TAREFA PROPOSTA: De acordo com o texto sobre câmaras de eco, o que acontece com opiniões diferentes ou concorrentes dentro desse ambiente?

Observe como nossas redes de contato estão cheias de pessoas com experiências, visões e crenças semelhantes, isso além de dificultar a percepção de originalidade de nossa identidade, acaba produzindo clones e que muitas vezes podem assemelhar-se a zumbis por conta da osmose social que nivela à medida que as pessoas convergem para as suposições dominantes.
Veja o exemplo trazido pelo livro: O que você esperaria de alguém que mora dentro de uma caverna, não muita coisa, certo? E se esse alguém elaborou um plano que marcou o dia 11 de setembro? Com esse exemplo você consegue entender o impacto da homofilia na originalidade?
Segundo mostram vários artigos científicos e livros, o grupo de pessoas mais bem selecionado e preparado do planeta não foi capaz de prever o 11 de setembro por serem muito semelhantes e por isso verem o mundo de uma forma muito obtusa.
3. Como ter iniciativa estando dentro de uma câmara de eco?
Pensar que você só consume aquilo que você escolhe é uma utopia, nossos estilos de vida estão muitas vezes baseados em escolhas influenciadas por crenças e ideias que não são nossas.
Câmara do eco é uma descrição metafórica de uma situação em que informações, ideias ou crenças são amplificadas ou reforçadas pela comunicação e repetição dentro de um sistema definido. Sem perceber, cada um de nós vive numa câmara cercados por clones iguaizinhos a nós mesmos.
Dentro desse ambiente, as fontes dominantes continuamente são inquestionáveis e opiniões diferentes ou concorrentes são censuradas ou desautorizadas. Alguma semelhança com o dia a dia das suas redes sociais ou com o atual cenário político?
A maioria desses ambientes dependem de doutrinação e propaganda, a fim de disseminar informação, sutil ou não, de modo a atrapalhar os que estão presos na câmara e a evitar que tenham habilidades de pensamento cético necessárias para duvidar do eco.
O efeito mais nefasto é que quando estamos nessa câmara nos sentimos incapazes de tomar decisões e assumir iniciativas, pois nela somos conduzidos a uma postura extremamente crítica a qualquer coisa diferente do eco.

REGISTROS LISTADOS:
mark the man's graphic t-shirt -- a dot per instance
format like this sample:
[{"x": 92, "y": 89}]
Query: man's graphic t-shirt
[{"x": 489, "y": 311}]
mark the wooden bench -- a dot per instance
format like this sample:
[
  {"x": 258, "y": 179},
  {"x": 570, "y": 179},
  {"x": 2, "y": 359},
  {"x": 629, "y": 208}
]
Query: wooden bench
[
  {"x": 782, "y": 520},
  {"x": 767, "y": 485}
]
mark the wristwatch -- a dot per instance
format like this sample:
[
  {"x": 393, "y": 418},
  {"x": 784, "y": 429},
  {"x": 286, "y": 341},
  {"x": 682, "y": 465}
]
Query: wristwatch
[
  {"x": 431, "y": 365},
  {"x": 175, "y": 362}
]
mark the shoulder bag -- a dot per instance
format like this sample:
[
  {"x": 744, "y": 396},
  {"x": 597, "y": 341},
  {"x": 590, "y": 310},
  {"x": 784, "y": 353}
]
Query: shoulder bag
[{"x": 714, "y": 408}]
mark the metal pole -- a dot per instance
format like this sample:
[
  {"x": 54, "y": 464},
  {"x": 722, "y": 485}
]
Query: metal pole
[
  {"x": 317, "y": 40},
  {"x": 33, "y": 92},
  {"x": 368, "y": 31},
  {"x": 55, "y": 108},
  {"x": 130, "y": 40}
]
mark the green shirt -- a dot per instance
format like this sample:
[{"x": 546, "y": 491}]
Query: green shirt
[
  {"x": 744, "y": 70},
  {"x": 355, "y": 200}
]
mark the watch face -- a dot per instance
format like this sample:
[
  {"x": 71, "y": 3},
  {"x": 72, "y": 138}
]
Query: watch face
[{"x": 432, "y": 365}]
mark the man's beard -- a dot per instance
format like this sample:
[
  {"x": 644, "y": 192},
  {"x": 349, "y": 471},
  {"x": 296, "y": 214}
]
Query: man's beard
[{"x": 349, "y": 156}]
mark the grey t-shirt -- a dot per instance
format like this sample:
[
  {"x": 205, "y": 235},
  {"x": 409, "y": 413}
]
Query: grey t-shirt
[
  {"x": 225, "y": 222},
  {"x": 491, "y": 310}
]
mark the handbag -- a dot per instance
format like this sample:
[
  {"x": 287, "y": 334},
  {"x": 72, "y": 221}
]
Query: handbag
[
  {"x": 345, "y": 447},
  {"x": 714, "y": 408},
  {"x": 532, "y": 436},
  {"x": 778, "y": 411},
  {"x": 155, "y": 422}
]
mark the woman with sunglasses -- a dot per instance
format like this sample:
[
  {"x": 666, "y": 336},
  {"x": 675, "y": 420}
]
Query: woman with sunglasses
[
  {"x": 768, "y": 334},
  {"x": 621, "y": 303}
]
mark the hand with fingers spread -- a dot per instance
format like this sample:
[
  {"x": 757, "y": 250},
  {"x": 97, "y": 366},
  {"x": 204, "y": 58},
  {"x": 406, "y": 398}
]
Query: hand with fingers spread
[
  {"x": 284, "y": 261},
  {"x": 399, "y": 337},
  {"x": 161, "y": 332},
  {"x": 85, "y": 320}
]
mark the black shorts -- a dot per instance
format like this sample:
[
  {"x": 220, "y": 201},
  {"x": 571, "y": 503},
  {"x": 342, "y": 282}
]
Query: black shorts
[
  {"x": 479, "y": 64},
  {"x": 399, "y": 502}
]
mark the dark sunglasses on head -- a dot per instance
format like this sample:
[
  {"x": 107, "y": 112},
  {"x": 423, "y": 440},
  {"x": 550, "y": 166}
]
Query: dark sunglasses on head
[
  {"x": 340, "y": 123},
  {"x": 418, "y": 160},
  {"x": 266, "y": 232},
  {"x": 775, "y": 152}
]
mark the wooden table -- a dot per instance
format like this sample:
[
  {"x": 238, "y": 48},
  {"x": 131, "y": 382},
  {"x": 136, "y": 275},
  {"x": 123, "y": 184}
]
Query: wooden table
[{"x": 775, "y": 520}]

RESPOSTA DO EXERCÍCIO: Elas são censuradas ou desautorizadas.